(AIM OF THE TASK) Write the listing out again exactly as it stands, with no images.
---
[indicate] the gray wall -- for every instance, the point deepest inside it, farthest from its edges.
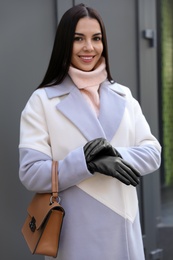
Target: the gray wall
(27, 31)
(26, 36)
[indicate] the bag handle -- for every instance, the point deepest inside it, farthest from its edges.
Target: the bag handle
(55, 179)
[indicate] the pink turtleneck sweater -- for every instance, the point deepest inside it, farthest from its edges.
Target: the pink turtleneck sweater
(88, 82)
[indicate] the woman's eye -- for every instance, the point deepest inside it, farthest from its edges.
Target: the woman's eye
(98, 38)
(78, 39)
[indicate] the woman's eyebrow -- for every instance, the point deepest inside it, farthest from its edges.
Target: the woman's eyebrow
(95, 34)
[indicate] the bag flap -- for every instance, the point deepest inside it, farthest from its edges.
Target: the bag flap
---
(RESPONSE TO THE EXERCISE)
[indicate] the gray wall -- for every instance, the point deepest inside it, farthest from its edges.
Target: the gray wall
(27, 31)
(26, 36)
[indicate] the bag handle -- for every instance, the point deepest inside it, farthest from its edges.
Target: the bag handle
(55, 179)
[indicate] the pink turtleneck sweater -- for every instance, the point deepest inside it, farthest from its edges.
Target: the pink turtleneck sweater
(88, 82)
[indicate] the woman's eye -- for every instance, the point deepest inside it, farthest from its edges.
Target: the woman's eye
(98, 38)
(78, 39)
[indicate] the woman's eyebrow -- for every instance, the point deepest inside it, farthest from its edges.
Target: the woman's eyebrow
(95, 34)
[indicate] the bag flap -- for every instance, the point deepest inside it, farthest from its edges.
Target: the bag flap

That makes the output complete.